▶ **Selected text**:
----
This post was originally published on DIY Network’s blog Made + Remade in May 2015.
The impact made by edging the driveway, sidewalks, and stone patio never ceases to amaze me. When I moved into this house, my husband and I spent a good few hours with a flat shovel and a machete making our way around the edges of our hardscapes to define the space. In some areas, the weeds had so overgrown the stone that the rectangular shape of the flagstone was completely disguised. In the driveway, we realized an extra 18″ of width!
Grass and weed overgrowth happens every year, so we like to stay on top of it. These days, we’ve gotten it down to a great process.
Now, admittedly, you can go a long way (doing anything) if you’re wielding a shovel and a machete, but there are lots of mainstream edging tools on the market that make landscaping along your sidewalks and driveway considerably easier.
Take the classic edger for instance! One dollar, garage sale find. Side note: Sometimes old tools are a dime a dozen at garage sales, and this is the time of the year to keep your eyes peeled. I always recommend scoping out garage sales in older neighborhoods, because retirees are consistently the ones offloading the best gadgetry. Stock up!
----
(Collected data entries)
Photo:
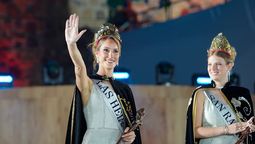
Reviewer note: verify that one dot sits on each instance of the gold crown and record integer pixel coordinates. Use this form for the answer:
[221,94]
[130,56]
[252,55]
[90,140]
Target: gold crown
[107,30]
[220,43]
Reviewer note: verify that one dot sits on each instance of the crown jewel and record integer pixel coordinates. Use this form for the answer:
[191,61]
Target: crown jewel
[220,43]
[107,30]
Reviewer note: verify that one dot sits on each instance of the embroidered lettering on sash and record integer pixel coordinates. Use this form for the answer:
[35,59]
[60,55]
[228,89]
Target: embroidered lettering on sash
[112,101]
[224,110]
----
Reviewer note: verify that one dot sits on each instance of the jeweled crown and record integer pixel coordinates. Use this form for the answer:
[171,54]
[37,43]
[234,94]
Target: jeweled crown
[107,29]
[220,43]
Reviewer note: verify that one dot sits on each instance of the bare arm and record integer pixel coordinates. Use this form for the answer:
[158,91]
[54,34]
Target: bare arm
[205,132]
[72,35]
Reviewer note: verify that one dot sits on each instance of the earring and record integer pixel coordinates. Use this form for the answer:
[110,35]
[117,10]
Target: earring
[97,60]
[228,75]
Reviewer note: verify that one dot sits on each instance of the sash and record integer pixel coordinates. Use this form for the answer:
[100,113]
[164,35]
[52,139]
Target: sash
----
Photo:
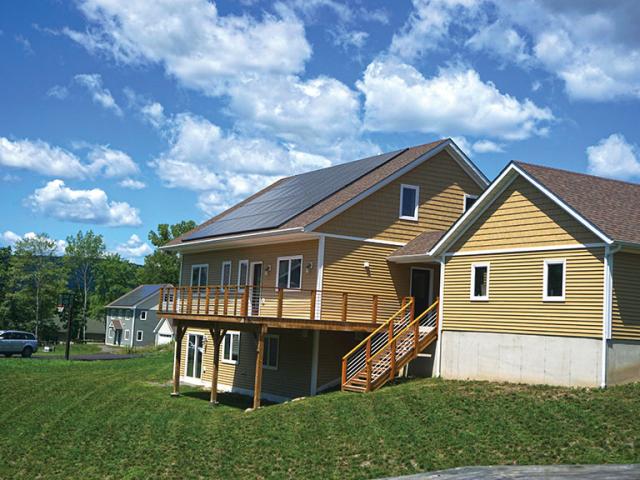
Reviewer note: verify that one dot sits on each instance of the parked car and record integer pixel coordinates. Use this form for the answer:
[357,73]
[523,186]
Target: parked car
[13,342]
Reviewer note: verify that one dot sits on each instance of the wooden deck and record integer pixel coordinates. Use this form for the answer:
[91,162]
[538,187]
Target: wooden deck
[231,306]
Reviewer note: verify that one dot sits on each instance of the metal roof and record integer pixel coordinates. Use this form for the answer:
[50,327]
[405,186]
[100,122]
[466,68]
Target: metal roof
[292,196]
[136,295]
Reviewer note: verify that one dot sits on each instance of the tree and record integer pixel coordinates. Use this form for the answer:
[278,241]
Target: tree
----
▶ **Complete the following**:
A - In the post on edging hardscapes, how much extra width did edging reveal in the driveway?
B - Condense the paragraph of the post on edging hardscapes that begins "The impact made by edging" into a shorter version that keeps its main facts.
C - Supply the passage that comes next in the post on edging hardscapes, beginning after its final sentence.
The records have no connection to the post on edging hardscapes.

▶ **Task responses**:
A - An extra 18″ of width.

B - Edging the driveway, sidewalks, and stone patio makes a striking difference. After moving in, my husband and I spent several hours with a flat shovel and a machete defining the edges of our hardscapes. In places, weeds had hidden the flagstone's rectangular shape entirely, and the driveway turned out to be 18″ wider than it had seemed.

C -
This basic edger is popular for many few reasons: It’s one step up from a gardening spade shovel. The tool is completely flat, which means straight cuts, and the blade is shallow. The tool is easy to use from a standing position (no hunchback), and it’s light weight too.
If you’re looking for more power, a good cordless string trimmer is great for edging upkeep. Adjust the angle of the trimmer’s handle so that you can comfortably hold the tool at an angle so the string is perpendicular with the ground, don some fitted eye-protection because it will throw debris, and carefully clip your way along the groomed path to prevent overgrowth every time you mow.
Another style of power edgers are the ones that roll along a path on wheels. The blade is on one side of the tool, the depth is variable, and these models are especially convenient if you’re edging over a long, straight distance (it’s harder to use around curves). I owned an electric model and despite its convenience, associate it with that tool-on-sidewalk grinding sound that makes me feel like I’m destroying both the cement and the edger itself. So, it’s not my favorite, but a lot of people swear by them.
When you’re edging along a driveway or sidewalk, what’s important to remember is that you only want to remove a sliver of grass and soil no more than 1/2″ wide. The divot you create also should only be about 1″ deep. This fine delineation between where the sidewalk edge ends and the grass begins is like eyeliner for your hardscape, and when maintained on the regular it will continue to look polished.
Edging a lawn is also one of those easy tasks that makes your home the stand out on the street. When your public sidewalk is edged and your neighbors isn’t, the impact of the clean edges is very obvious. It’s also something you can do to improve your curb appeal prior to selling your home. A little bit of effort goes a long way.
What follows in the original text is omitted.